● **Exercise**
Report every line below that contains the string "wrapped", copying each one in full.

● **Input records**
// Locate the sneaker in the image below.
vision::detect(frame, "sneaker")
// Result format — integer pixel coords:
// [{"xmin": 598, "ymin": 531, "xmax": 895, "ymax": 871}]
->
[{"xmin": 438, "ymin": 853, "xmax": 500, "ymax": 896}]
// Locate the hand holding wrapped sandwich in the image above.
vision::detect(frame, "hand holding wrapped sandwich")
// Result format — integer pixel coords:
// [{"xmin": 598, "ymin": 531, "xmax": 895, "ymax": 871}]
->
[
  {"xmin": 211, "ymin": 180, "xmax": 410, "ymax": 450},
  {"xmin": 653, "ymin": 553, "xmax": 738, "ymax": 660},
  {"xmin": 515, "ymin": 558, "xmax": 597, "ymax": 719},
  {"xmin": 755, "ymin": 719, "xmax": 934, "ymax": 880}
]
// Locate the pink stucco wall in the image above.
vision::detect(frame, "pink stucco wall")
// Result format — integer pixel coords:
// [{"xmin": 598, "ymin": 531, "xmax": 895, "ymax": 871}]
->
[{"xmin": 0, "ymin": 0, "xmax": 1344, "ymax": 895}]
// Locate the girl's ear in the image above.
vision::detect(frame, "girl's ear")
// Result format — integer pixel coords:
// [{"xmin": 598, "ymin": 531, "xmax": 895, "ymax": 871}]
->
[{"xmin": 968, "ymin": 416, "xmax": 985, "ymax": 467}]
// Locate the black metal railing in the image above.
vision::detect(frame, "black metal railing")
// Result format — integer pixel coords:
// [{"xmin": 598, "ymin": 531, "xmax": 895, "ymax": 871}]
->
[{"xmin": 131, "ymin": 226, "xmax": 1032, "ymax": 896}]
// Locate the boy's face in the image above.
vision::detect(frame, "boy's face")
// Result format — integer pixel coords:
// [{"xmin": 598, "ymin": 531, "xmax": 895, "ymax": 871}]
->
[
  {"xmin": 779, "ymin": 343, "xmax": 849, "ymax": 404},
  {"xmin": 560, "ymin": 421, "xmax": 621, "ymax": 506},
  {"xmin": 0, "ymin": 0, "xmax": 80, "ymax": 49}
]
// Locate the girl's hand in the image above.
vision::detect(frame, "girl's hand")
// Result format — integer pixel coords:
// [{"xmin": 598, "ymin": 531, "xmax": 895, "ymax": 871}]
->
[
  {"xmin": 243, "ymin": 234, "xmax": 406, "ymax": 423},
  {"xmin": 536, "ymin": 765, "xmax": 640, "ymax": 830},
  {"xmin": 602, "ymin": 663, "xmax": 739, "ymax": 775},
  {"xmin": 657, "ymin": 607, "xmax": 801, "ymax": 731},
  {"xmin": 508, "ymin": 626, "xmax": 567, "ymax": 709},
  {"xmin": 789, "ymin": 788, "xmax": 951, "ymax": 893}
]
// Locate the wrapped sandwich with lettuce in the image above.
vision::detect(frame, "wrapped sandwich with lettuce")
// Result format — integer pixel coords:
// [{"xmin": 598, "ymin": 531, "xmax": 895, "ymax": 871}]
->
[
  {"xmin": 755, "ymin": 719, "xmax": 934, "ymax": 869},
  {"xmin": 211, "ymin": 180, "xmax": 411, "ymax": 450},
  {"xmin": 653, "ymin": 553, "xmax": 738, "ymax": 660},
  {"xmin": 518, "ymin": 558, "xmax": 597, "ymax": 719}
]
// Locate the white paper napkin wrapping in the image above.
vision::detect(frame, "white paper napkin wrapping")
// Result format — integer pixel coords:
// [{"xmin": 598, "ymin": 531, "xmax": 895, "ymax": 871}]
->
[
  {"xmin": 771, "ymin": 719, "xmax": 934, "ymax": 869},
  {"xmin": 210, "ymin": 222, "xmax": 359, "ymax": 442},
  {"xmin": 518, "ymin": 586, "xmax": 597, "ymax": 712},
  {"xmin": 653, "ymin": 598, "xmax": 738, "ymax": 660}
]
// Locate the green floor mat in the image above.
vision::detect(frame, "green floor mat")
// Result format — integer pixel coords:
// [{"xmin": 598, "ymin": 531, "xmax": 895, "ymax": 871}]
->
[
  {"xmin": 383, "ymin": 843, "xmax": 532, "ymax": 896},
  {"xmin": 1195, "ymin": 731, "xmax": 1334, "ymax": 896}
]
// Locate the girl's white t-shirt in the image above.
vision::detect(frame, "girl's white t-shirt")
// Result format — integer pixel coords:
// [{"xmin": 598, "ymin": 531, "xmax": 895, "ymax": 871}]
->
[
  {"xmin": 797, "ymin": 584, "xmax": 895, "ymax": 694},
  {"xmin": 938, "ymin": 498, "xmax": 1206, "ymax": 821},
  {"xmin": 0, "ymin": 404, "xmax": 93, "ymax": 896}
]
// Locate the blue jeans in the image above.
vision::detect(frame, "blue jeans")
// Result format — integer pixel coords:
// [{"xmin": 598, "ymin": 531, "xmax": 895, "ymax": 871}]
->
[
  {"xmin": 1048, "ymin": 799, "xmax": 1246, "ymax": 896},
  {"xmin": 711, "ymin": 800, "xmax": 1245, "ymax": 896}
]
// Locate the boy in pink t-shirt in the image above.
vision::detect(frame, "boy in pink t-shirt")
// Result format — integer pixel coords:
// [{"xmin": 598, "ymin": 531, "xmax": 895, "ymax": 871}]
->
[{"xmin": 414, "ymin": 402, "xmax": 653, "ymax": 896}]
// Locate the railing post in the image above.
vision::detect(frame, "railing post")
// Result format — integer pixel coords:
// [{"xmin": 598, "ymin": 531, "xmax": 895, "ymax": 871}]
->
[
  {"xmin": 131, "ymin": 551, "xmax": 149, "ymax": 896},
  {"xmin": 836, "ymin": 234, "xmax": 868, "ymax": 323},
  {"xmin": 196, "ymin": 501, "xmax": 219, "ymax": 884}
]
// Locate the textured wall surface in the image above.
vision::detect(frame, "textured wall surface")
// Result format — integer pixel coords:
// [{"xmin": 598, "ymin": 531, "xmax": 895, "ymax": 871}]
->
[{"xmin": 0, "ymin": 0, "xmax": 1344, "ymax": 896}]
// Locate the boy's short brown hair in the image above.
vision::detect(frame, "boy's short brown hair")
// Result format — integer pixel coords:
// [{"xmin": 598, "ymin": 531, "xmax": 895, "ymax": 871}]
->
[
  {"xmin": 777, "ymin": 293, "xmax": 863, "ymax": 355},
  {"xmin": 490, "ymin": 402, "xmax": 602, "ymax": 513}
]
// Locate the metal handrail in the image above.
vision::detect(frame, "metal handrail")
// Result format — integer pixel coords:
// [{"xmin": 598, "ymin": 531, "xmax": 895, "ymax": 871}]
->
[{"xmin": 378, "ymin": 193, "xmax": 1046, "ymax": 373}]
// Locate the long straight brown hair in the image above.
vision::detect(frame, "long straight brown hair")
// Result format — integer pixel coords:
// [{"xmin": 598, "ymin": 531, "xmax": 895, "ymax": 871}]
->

● **Completed exercise**
// Locate the hand holding wrapped sandwich in the image above.
vision::detect(frame, "hand holding wrapped sandwich")
// Locate the wrapped sandwich with lettuce in the image above.
vision::detect(frame, "wrapped sandwich with lettuce")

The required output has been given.